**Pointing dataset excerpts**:

::::::

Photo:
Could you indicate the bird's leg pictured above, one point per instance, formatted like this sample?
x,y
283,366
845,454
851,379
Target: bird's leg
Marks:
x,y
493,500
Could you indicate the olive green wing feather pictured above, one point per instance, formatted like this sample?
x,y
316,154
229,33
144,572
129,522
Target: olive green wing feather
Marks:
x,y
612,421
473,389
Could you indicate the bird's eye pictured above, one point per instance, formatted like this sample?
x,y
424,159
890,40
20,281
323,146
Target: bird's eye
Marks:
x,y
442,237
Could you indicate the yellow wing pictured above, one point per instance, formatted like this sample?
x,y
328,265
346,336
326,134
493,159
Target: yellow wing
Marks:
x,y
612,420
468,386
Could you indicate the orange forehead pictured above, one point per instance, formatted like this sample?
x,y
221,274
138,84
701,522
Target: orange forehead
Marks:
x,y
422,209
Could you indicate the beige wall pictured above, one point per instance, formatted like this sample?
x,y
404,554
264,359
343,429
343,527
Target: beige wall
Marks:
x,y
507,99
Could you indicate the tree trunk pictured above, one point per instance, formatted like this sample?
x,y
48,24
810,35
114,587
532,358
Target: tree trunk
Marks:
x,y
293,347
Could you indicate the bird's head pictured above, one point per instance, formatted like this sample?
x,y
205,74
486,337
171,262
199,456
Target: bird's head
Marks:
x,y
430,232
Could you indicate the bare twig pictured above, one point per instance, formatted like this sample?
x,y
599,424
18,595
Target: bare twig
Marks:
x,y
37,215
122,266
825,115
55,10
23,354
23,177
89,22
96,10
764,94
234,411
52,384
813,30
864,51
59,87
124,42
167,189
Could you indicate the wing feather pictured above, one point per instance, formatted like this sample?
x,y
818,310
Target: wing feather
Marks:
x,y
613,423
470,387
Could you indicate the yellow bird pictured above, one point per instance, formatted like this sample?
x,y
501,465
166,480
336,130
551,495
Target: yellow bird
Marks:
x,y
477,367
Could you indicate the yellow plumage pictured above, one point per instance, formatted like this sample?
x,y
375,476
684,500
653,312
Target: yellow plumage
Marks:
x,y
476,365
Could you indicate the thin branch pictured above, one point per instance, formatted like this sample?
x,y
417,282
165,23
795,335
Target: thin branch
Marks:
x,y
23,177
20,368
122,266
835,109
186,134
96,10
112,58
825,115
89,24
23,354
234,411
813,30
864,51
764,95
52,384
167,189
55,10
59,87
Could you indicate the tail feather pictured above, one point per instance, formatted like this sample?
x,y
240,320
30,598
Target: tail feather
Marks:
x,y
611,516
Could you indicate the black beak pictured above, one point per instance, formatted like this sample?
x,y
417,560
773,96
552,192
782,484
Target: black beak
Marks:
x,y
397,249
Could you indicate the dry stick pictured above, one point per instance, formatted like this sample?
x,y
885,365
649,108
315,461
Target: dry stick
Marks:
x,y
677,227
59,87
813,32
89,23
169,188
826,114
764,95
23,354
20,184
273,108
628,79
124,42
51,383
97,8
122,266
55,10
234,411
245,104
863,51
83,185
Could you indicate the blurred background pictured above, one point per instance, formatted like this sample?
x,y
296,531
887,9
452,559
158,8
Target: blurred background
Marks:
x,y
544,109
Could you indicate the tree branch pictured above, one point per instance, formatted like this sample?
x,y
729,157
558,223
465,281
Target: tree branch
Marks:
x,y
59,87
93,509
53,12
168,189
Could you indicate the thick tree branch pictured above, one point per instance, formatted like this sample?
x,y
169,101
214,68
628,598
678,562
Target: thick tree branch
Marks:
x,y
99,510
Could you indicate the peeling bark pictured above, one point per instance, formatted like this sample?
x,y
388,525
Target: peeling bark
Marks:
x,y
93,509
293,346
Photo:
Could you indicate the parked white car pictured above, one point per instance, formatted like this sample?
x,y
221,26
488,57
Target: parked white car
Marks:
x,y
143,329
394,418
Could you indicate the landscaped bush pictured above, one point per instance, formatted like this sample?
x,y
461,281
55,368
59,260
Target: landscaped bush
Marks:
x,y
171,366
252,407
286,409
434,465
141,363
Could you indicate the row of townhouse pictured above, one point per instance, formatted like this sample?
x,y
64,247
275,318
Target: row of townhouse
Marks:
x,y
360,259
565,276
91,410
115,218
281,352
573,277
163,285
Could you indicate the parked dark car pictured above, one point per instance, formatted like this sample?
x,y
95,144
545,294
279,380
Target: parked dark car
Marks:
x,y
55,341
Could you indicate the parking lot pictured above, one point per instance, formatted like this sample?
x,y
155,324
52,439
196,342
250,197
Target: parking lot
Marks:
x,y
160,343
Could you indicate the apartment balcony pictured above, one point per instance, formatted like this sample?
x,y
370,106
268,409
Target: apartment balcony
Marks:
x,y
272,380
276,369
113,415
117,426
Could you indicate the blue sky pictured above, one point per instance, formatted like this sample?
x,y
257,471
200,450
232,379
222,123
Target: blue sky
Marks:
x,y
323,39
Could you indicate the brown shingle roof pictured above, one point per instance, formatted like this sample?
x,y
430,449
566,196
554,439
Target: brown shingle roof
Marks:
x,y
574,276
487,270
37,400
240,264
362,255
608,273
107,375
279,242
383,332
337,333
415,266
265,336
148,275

::::::

**To do**: Each record above must be given again exactly.

**Output**:
Photo:
Could you indicate the bird's leg pictured above, one point per instance, formatted like this sample?
x,y
283,366
845,454
851,379
Target: bird's leg
Marks:
x,y
493,500
Could you indicate the olive green wing feather pictured above, one point per instance, formatted like this sample?
x,y
316,154
229,33
144,572
129,522
Target: olive green wing feather
Marks:
x,y
612,421
473,389
Could you indicate the bird's eye pictured above, one point per instance, formatted like this sample?
x,y
424,159
890,40
20,281
323,146
Target: bird's eye
Marks:
x,y
442,237
Could you indicate the yellow wing pictured above, one point per instance, formatted like this sample?
x,y
328,265
346,336
326,134
493,159
Target: yellow wing
Marks:
x,y
612,420
468,386
Could you indicate the orange forehead pictured above, one point per instance, formatted like this sample?
x,y
221,274
138,84
701,522
Target: orange forehead
Marks:
x,y
422,209
Could you indicate the beige wall pictured above, one point per instance, formatted like this sample?
x,y
404,554
264,359
343,429
343,527
Target: beige wall
Marks:
x,y
507,99
Could you indicate the tree trunk pictured above, one point per instance, formatted like this sample?
x,y
48,24
810,35
114,587
532,358
Target: tree trunk
Marks:
x,y
293,347
Could you indicate the bird's head pictured above, one point per instance, formatted like this sample?
x,y
205,74
486,337
171,262
199,456
Target: bird's head
Marks:
x,y
430,232
Could you indicate the bare twig pictured above, one point per instance, formatted like this sample?
x,y
599,424
18,595
Target: bare twig
Marks:
x,y
37,215
122,266
825,115
55,10
23,354
23,177
89,22
96,10
764,94
234,411
52,384
813,30
864,51
59,87
124,42
167,189
Could you indicate the wing feather pictured above, one point per instance, formatted like this sample?
x,y
818,310
Target: wing feather
Marks:
x,y
613,423
470,387
Could you indicate the yellow bird pictured above, one point per instance, formatted like this sample?
x,y
501,465
166,480
336,130
551,495
Target: yellow bird
Marks:
x,y
477,367
Could you indicate the yellow plumage pictured above, one point per instance, formatted like this sample?
x,y
375,476
684,500
653,312
Target: yellow plumage
Marks:
x,y
476,365
Could you indicate the thin branch pictured above, one point per instance, formatted like this sample?
x,y
417,282
165,23
795,335
Target: thin branch
Marks:
x,y
23,177
20,368
122,266
835,109
186,134
96,10
112,58
825,115
89,24
23,354
234,411
813,30
864,51
764,95
52,384
167,189
55,10
59,87
Could you indicate the tail feather pictured above, one point per instance, formatted like this sample?
x,y
240,320
30,598
Target: tail feather
Marks:
x,y
611,516
Could you indicate the black beak pictured above, one point per instance, formatted like this sample?
x,y
417,560
773,96
552,192
782,484
Target: black beak
Marks:
x,y
397,249
Could you indicate the dry stick pictured above, one point per instance, formatted like this sample?
x,y
885,365
649,108
315,461
Target: dry stick
Marks:
x,y
677,227
59,87
813,32
89,23
169,188
826,114
764,95
23,354
20,184
273,108
628,79
124,42
51,383
97,8
122,266
55,10
234,411
245,104
863,51
83,185
Could you indicate the blurred background pictured above, one point per instance, formatted like this sample?
x,y
296,531
887,9
452,559
158,8
Target: blurred background
Marks:
x,y
544,109
Could you indicate the tree branch pictured above, one point per instance, formatted like this sample?
x,y
729,157
558,223
465,281
Target: tree branch
Marks:
x,y
59,87
93,509
53,12
168,189
Could you indicate the thick tree branch pictured above, one point per instance, formatted like this sample?
x,y
169,101
214,68
628,598
678,562
Target: thick tree branch
Marks:
x,y
99,510
Could you indicate the peeling bark pictured above, one point per instance, formatted like this sample?
x,y
388,525
Target: peeling bark
Marks:
x,y
93,509
293,346
Photo:
Could you indicate the parked white car pictured above, one point per instance, formatted like this sample?
x,y
221,26
488,57
Target: parked white car
Marks:
x,y
143,329
394,418
Could you indicate the landscaped bush pictured above, one point per instance, formatted like this sample?
x,y
461,281
55,368
59,260
Target: landscaped bush
Marks:
x,y
171,366
252,407
286,409
434,465
141,363
Could you indicate the row of townhouse pictured above, one point per instance, formatted like this sample?
x,y
64,247
275,318
Target: row of townhouse
Marks:
x,y
360,259
565,276
91,410
115,218
281,352
573,277
163,285
Could you indicate the parked dark car pictured above, one point per instance, formatted like this sample?
x,y
95,144
545,294
279,380
Target: parked dark car
Marks:
x,y
55,341
Could you indicate the parking lot pictured above, one point per instance, formatted like this sample?
x,y
155,324
52,439
196,342
250,197
Target: parking lot
Marks:
x,y
160,343
Could you indicate the apartment balcony pictured above, one point per instance, formatted like this sample?
x,y
370,106
268,409
Target: apartment balcony
Marks:
x,y
272,380
276,369
113,415
117,426
Could you indicate the blue sky pictured above, one point per instance, formatted like this sample?
x,y
257,471
200,450
232,379
222,123
Target: blue sky
Marks:
x,y
323,39
Could you indicate the brown shingle roof pictured above, one point per instance, formatted like this sample?
x,y
430,449
566,196
554,439
Target: brown shingle roof
Marks:
x,y
574,276
487,270
37,400
240,264
362,255
608,273
107,375
279,242
383,332
337,333
415,266
265,336
148,275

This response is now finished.